Excerpt -
LittleCub Forms

Light-Weight, High-Performance & Easily Customizable

LittleCub is designed to work with various responsive and mobile UI frameworks with out of the box support for most popular ones such as Twitter Bootstrap, Zurb Foundation, jQuery UI, jQuery Mobile etc.

Each theme contains a set of Handlebar templates placed in an HTML file and a JavaScript class that describes and registers it with LittleCub.

LittleCub allows you to load and register multiple themes at the same time and use mixed themes for the same form if needed. In general, there are two ways to load themes :

Runtime Mode

For the best performance, it is recommended to pre-compile theme templates into JavaScript code. And then includes the compiled code into your HTML pages. LittleCub provides custom Grunt task that can work with its Handlebar plugin to parse out the templates from the template HTML files and compile them.

<script src="dist/littlecub-core.min.js" type="text/javascript"></script>
<script src="dist/templates-defaults.min.js" type="text/javascript"></script>
<script src="dist/templates-foundation.min.js" type="text/javascript"></script>

Development Mode

During the development phase, it is very unpleasant and inefficient to compile and reload templates for any template change. Thus LittleCub allows you to load themes from their HTML files directly so that no compilation is needed. To use the loadThemes API, you will need to provide the list of key/value pairs for theme ID and its HTML file location.

LittleCub.loadThemes({
    "default" : "../../../themes/default/default.html",
    "default-horizontal": "../../../themes/default/default-horizontal.html"
}, function() {
    // Rest of your forms related code goes here!
});

Once themes are loaded, they are ready to be used for your form rendition. LittleCub follows following rules to find the theme for your control and then locate the corresponding rendition template from the theme.

Goal of the exercise - Could you print, word for word, the part of the LittleCub text above that opens with the words containing "LittleCub Forms" and closes with "and compile them."?

Record set -
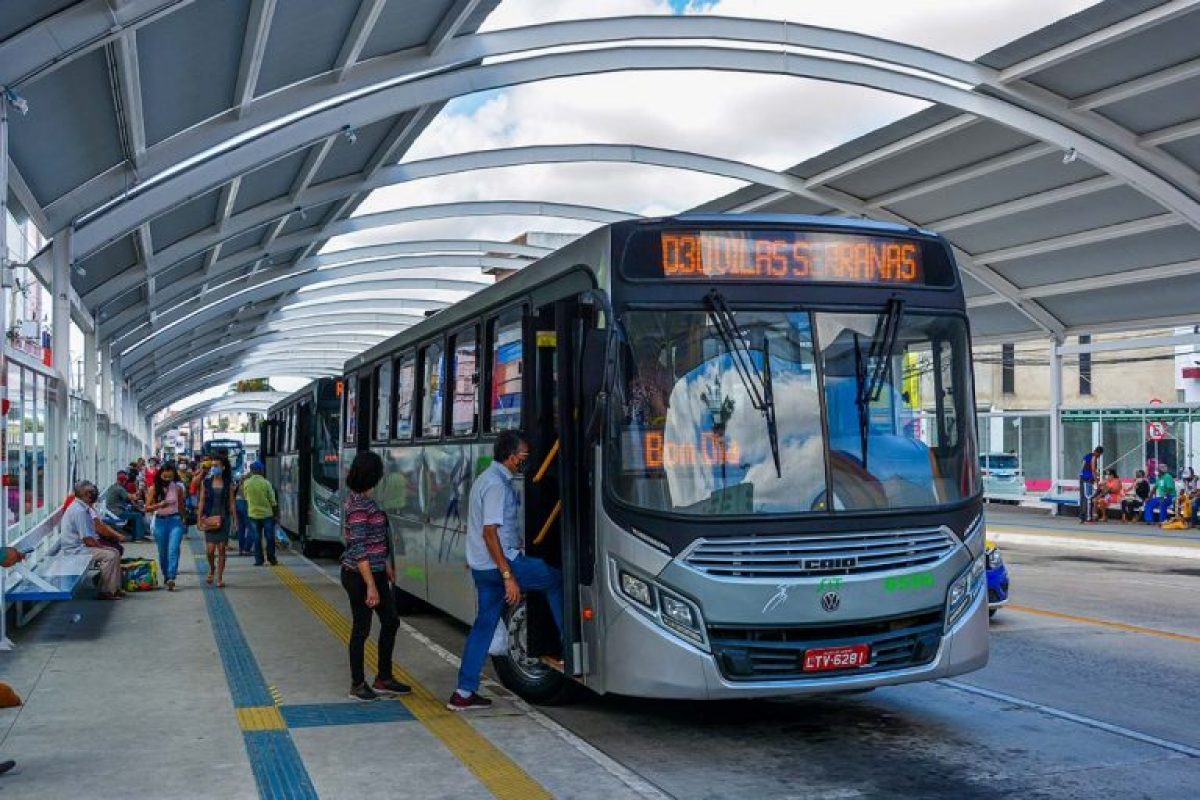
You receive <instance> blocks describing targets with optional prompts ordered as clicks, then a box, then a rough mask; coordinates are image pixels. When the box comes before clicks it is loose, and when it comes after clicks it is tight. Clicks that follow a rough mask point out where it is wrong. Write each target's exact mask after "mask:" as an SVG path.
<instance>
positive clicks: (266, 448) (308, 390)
mask: <svg viewBox="0 0 1200 800" xmlns="http://www.w3.org/2000/svg"><path fill="white" fill-rule="evenodd" d="M342 386H343V383H342V381H341V380H336V379H332V378H322V379H319V380H314V381H312V383H311V384H308V385H307V386H305V387H304V389H301V390H299V391H296V392H294V393H292V395H289V396H288V397H286V398H284V399H282V401H280V402H278V403H276V404H275V405H272V407H271V408H270V410H269V411H268V414H266V419H265V420H264V421H263V425H262V435H260V440H262V451H263V463H264V464H265V467H266V480H269V481H270V482H271V485H272V486H274V487H275V493H276V497H277V499H278V501H280V525H281V527H282V528H283V529H284V530H286V531H287V533H288V534H289V535H292V536H293V537H294V539H296V540H298V541H300V543H301V547H302V549H304V554H305V555H316V554H318V552H319V551H322V549H323V548H326V547H331V546H338V545H341V542H342V510H341V504H340V500H338V497H340V495H338V477H337V468H338V450H337V435H338V433H337V432H338V428H340V427H341V422H340V421H341V397H340V395H341V390H342Z"/></svg>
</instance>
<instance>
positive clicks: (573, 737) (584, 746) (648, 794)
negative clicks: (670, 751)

Task solution -
LittleCub Forms

Light-Weight, High-Performance & Easily Customizable

LittleCub is designed to work with various responsive and mobile UI frameworks with out of the box support for most popular ones such as Twitter Bootstrap, Zurb Foundation, jQuery UI, jQuery Mobile etc.

Each theme contains a set of Handlebar templates placed in an HTML file and a JavaScript class that describes and registers it with LittleCub.

LittleCub allows you to load and register multiple themes at the same time and use mixed themes for the same form if needed. In general, there are two ways to load themes :

Runtime Mode

For the best performance, it is recommended to pre-compile theme templates into JavaScript code. And then includes the compiled code into your HTML pages. LittleCub provides custom Grunt task that can work with its Handlebar plugin to parse out the templates from the template HTML files and compile them.